*GOAL OF THE EXERCISE*. In the material below, copy word for word the lines from the line containing "Find the young" through the line containing "132], [152, 106]]". Include both end lines and nothing else.

[Annotation dataset entries]
--- BEGIN ---

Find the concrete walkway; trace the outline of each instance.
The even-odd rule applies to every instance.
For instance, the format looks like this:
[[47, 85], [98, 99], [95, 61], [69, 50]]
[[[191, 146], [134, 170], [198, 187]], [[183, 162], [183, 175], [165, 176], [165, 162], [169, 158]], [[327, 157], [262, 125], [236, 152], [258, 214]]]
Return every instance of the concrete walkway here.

--- END ---
--- BEGIN ---

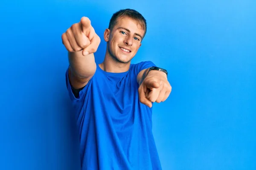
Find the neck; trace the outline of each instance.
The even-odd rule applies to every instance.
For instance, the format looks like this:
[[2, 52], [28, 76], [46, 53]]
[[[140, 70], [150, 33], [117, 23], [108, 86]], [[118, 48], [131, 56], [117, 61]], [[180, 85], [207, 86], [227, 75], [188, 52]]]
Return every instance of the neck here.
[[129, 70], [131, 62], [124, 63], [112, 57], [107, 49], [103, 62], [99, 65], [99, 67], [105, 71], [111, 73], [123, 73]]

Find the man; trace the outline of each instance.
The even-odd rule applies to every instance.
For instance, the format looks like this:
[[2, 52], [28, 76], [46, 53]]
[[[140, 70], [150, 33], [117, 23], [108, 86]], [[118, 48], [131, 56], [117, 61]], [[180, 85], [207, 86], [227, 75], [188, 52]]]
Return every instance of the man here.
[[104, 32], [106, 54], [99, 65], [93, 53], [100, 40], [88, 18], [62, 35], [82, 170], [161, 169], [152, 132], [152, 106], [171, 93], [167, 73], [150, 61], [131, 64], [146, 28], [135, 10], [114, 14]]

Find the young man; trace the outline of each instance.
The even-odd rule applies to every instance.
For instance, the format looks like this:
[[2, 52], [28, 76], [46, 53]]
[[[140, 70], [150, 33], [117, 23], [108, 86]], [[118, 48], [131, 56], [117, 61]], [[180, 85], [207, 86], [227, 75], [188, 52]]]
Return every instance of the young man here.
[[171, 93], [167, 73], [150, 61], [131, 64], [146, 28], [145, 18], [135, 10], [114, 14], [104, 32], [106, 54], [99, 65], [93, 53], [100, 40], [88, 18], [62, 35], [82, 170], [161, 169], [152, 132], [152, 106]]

--- END ---

*OUTPUT OF THE TASK*.
Find the young man; trace the outline of each instance.
The even-odd rule applies to every instance.
For instance, the format looks like this:
[[2, 52], [28, 76], [46, 53]]
[[[140, 70], [150, 33], [117, 23], [108, 86]], [[118, 48], [131, 56], [117, 61]], [[180, 85], [207, 86], [227, 75], [188, 52]]]
Return every instance of the young man here.
[[171, 93], [167, 73], [150, 61], [131, 64], [146, 28], [145, 18], [135, 10], [114, 14], [104, 32], [106, 54], [99, 65], [93, 53], [100, 40], [88, 18], [62, 35], [82, 170], [161, 169], [152, 132], [152, 106]]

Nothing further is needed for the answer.